What the exercise asks: Reproduce the listing verbatim.

══ Exercise data

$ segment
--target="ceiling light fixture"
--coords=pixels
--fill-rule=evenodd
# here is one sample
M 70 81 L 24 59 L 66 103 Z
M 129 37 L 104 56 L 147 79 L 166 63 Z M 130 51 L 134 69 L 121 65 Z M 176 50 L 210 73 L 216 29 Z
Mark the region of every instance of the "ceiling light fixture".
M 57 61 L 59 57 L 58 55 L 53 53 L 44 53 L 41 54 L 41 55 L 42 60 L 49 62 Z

════

Answer for the task:
$ segment
--target="ceiling light fixture"
--coords=pixels
--fill-rule=evenodd
# here is one sample
M 70 81 L 24 59 L 66 103 Z
M 129 37 L 104 56 L 147 79 L 166 63 Z M 130 51 L 134 69 L 121 65 Z M 176 50 L 210 73 L 216 29 Z
Mark the region of every instance of the "ceiling light fixture".
M 57 61 L 59 57 L 58 55 L 53 53 L 44 53 L 41 54 L 41 55 L 42 60 L 49 62 Z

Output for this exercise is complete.